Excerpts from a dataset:
* * * * * * *

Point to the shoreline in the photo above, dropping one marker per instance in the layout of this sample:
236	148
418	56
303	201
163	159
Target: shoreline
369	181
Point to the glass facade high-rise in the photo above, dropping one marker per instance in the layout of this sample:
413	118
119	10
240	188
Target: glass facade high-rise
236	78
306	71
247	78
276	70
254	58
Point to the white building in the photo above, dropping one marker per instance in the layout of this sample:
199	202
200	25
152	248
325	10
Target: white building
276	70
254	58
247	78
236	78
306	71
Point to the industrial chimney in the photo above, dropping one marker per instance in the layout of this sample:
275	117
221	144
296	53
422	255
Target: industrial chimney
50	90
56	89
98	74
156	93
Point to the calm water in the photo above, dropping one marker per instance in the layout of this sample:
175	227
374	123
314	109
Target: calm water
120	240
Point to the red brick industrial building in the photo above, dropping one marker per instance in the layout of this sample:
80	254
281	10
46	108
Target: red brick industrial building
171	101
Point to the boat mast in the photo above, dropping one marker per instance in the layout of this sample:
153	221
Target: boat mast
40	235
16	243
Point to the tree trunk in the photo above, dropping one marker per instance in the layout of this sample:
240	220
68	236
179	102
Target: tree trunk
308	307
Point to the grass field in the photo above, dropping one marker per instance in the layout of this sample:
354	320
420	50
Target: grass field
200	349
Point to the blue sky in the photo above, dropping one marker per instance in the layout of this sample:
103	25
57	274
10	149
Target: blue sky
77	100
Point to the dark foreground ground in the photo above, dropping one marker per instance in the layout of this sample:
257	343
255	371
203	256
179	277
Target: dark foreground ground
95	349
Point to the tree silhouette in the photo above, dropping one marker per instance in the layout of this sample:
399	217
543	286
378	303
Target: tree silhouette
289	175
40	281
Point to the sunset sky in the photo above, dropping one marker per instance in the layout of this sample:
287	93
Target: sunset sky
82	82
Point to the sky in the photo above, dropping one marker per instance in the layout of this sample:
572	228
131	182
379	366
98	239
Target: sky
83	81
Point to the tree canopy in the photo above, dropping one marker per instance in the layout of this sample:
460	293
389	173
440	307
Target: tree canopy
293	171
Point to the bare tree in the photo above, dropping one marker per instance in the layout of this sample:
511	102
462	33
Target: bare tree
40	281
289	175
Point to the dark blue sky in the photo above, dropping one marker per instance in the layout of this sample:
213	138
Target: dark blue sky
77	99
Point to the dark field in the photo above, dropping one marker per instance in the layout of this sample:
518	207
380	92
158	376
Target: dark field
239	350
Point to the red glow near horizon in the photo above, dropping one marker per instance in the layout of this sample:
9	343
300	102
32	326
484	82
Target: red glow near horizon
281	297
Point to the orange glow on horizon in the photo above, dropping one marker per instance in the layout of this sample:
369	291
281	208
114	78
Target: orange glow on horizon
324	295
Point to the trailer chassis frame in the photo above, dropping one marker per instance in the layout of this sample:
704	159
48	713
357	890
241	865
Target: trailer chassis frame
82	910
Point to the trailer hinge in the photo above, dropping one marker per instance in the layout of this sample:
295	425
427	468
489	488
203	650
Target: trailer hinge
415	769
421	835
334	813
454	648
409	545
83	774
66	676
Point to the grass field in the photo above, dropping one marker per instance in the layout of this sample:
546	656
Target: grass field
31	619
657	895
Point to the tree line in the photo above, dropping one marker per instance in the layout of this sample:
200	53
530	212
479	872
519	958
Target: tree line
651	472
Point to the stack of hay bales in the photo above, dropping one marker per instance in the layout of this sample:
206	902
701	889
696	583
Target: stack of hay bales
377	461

* * * * * * *

- [EXERCISE DIRECTIONS]:
Each entry should be retyped exactly as given.

- [OUTPUT]:
Point to the shoreline in the photo above, dropping one marker per instance in the layout of this sample:
236	148
418	56
303	201
163	159
Target: shoreline
369	181
Point to the glass facade high-rise in the photo above, dropping one marker per instance in the layout of this sample:
413	118
119	10
240	188
Target: glass facade high-rise
236	78
306	71
247	78
276	70
254	58
Point to the white building in the photo above, dropping one marker per instance in the layout of this sample:
199	202
200	25
152	248
325	10
Target: white building
276	70
254	58
247	78
236	78
306	71
Point to the industrial chimney in the photo above, dropping one marker per instance in the layout of this sample:
275	117
221	144
296	53
422	255
Target: industrial chimney
50	90
56	89
98	74
156	93
Point to the calm water in the photo above, dropping one marker per instance in the layout of this sample:
175	227
374	123
314	109
Target: calm water
120	240
Point to the red brick industrial building in the photo above, dropping one marker per instance in the layout of this sample:
80	254
281	10
46	108
Target: red brick industrial building
171	101
Point to the boat mast in the photo above, dropping one marker per instance in the layout of this sample:
153	221
Target: boat mast
40	235
16	243
Point to the tree trunk in the photo above, dropping one marker per instance in the layout of this sample:
240	220
68	236
179	102
Target: tree trunk
308	307
Point to the grass field in the photo above, dropping one marker per instance in the layout of this sample:
354	320
420	50
Target: grass field
200	349
Point to the blue sky in the photo above, dropping one marker per instance in the layout of this sample:
103	25
57	274
10	149
Target: blue sky
77	100
Point to the dark foreground ground in the photo above, dropping one marker per instance in the layout of this sample:
257	343
255	371
203	256
179	277
Target: dark foreground ground
95	349
Point to the tree silhouette in the photo above, dropping one marker per instance in the layout of this sample:
399	217
543	286
378	303
Target: tree silhouette
289	175
40	281
Point to the sunset sky in the photo above, dropping one marker per instance in the layout of this sample:
287	93
Target: sunset sky
82	82
Point to the sky in the photo above, dropping one marker per instance in the layout of this sample:
572	228
131	182
379	366
98	239
Target: sky
83	81
Point to the tree canopy in the photo above, dropping one marker per instance in the layout of this sample:
460	293
389	173
440	307
Target: tree canopy
293	171
Point to the bare tree in the photo above, dropping one marker per instance in the layout of this sample:
511	102
462	33
Target: bare tree
40	281
289	175
Point to the dark blue sky in the photo above, dropping one marker per instance in the layout of this sample:
213	138
Target: dark blue sky
77	99
Point to the dark field in the photo above, dropping one marker per instance in the layout of this sample:
518	207
380	92
158	376
Target: dark field
239	350
Point to the red glow near horizon in the photo above, dropping one marker per instance in the layout of this sample:
9	343
300	102
32	326
484	82
Target: red glow near horizon
281	297
Point to the orange glow on horizon in the photo above, dropping one marker per instance in the layout of this sample:
369	291
281	208
114	78
Target: orange glow on horizon
324	295
Point to the trailer chassis frame in the photo above, dropping one marker per instance in the layout of this sample:
704	159
48	713
357	890
241	865
Target: trailer chassis frame
82	910
Point to the trailer hinge in the photo above, dropping one marker per instance in the layout of this sample:
295	425
427	468
489	488
203	650
Target: trailer hinge
415	769
421	835
334	813
454	648
409	545
83	774
66	676
Point to the grass field in the photo above, dropping one marker per instance in the layout of this sample:
546	656
Target: grass field
31	619
657	895
Point to the tree line in the photo above, dropping one marker per instance in the layout of this sample:
200	53
530	212
479	872
519	958
Target: tree line
651	472
Point to the stack of hay bales in the photo above, dropping one marker per instance in the layout of this sample:
206	902
701	889
696	583
Target: stack of hay bales
377	461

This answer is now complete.